Your goal —
Transcribe the records that follow, keeping every word as it stands.
----- Records supplied -----
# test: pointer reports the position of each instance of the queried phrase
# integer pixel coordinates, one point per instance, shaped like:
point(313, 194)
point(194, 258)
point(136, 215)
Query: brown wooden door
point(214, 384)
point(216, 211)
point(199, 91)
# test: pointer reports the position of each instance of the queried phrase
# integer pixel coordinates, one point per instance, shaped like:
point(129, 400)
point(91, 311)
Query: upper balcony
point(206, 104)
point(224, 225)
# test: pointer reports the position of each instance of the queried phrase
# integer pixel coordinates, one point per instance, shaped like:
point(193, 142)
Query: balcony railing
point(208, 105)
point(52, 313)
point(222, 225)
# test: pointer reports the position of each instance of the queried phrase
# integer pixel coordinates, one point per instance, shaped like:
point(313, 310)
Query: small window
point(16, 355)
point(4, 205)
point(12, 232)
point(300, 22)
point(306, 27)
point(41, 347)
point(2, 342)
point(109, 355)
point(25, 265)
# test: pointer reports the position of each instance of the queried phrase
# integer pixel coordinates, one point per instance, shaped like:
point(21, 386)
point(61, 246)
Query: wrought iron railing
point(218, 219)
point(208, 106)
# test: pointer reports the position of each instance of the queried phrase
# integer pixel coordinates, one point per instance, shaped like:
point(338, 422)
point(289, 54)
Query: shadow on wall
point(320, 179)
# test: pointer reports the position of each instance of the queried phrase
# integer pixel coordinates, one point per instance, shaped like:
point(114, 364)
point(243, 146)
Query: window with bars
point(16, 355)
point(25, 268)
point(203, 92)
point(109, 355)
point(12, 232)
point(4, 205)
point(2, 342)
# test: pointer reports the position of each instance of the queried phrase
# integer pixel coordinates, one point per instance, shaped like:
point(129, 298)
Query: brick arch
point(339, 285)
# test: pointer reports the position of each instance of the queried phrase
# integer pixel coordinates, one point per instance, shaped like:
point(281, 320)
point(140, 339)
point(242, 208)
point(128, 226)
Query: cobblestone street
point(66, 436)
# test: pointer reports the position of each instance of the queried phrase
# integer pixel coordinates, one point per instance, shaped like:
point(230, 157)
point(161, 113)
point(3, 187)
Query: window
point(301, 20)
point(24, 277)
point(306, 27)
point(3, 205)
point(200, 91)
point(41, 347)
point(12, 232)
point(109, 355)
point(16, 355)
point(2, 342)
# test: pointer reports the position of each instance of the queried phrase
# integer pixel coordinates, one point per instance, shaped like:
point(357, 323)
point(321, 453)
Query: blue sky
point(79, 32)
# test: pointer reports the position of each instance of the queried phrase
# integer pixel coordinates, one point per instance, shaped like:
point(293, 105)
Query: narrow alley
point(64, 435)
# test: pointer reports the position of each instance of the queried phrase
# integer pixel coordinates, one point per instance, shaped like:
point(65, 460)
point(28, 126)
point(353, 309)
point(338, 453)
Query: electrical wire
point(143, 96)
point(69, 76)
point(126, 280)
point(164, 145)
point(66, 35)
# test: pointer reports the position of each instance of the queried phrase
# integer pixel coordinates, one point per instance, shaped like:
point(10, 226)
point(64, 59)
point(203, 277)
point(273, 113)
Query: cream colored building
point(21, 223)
-----
Response box —
# test: pointer reports the position of each instance of the queried phrase
# integer pixel coordinates, one point per instance, shaped like:
point(313, 194)
point(194, 258)
point(136, 215)
Query: brown wooden door
point(214, 384)
point(216, 211)
point(199, 91)
# test: pointer reports the position of each instance of the queried phrase
# integer pixel coordinates, one point per instance, shaped like:
point(129, 400)
point(91, 311)
Query: upper balcony
point(206, 104)
point(224, 225)
# test: pointer reports the position of each instance of the queried phrase
# integer pixel coordinates, one point per instance, shaped like:
point(193, 142)
Query: balcony railing
point(208, 105)
point(52, 313)
point(222, 225)
# test: pointer reports the position of each instance of the queried phrase
# integer pixel coordinates, one point per instance, shaped like:
point(313, 310)
Query: small window
point(16, 355)
point(4, 205)
point(12, 232)
point(300, 22)
point(306, 27)
point(41, 347)
point(2, 342)
point(109, 355)
point(25, 265)
# test: pointer reports the position of each instance of the queried phrase
# integer pixel coordinates, one point per instance, shaped like:
point(21, 386)
point(61, 246)
Query: wrought iron railing
point(218, 219)
point(208, 106)
# test: pointer reports the position of each instance of the queried phrase
# integer pixel coordinates, one point per instance, shaped like:
point(338, 422)
point(289, 54)
Query: shadow on wall
point(320, 179)
# test: pointer reports the position of each instance of the queried phrase
# integer pixel coordinates, one point per instance, shaped like:
point(114, 364)
point(243, 146)
Query: window with bars
point(16, 355)
point(25, 268)
point(203, 92)
point(109, 355)
point(12, 232)
point(4, 205)
point(2, 342)
# test: pointer reports the position of each instance of the queried phrase
# integer pixel coordinates, one point per instance, shaped like:
point(129, 298)
Query: brick arch
point(339, 285)
# test: pointer reports the position of each instance of the queried phrase
# integer pixel coordinates, one point per instance, shaped like:
point(281, 320)
point(140, 339)
point(242, 208)
point(128, 226)
Query: cobblestone street
point(66, 436)
# test: pointer reports the position of each instance of the queried phrase
# integer pixel coordinates, one point per instance, shaped like:
point(230, 157)
point(161, 113)
point(3, 187)
Query: window
point(301, 20)
point(24, 277)
point(306, 27)
point(3, 205)
point(200, 91)
point(41, 347)
point(12, 232)
point(109, 355)
point(16, 355)
point(2, 342)
# test: pointer reports the position of each instance of the queried phrase
# integer pixel coordinates, one point per instance, shaped like:
point(357, 323)
point(321, 453)
Query: blue sky
point(79, 32)
# test: pointer reports the position of each instance of the queried phrase
# integer pixel coordinates, one point per instance, shaped like:
point(293, 105)
Query: narrow alley
point(64, 435)
# test: pointer reports the position of each instance of the queried phrase
# integer pixel coordinates, one point per instance, shaped like:
point(65, 460)
point(28, 126)
point(353, 309)
point(338, 453)
Query: electrical wire
point(143, 96)
point(69, 76)
point(126, 280)
point(164, 145)
point(66, 35)
# test: pointer reports the position of each instance of the queried phrase
# integer pixel coordinates, one point per instance, shaped like:
point(10, 226)
point(64, 59)
point(203, 277)
point(273, 113)
Query: cream colored building
point(21, 223)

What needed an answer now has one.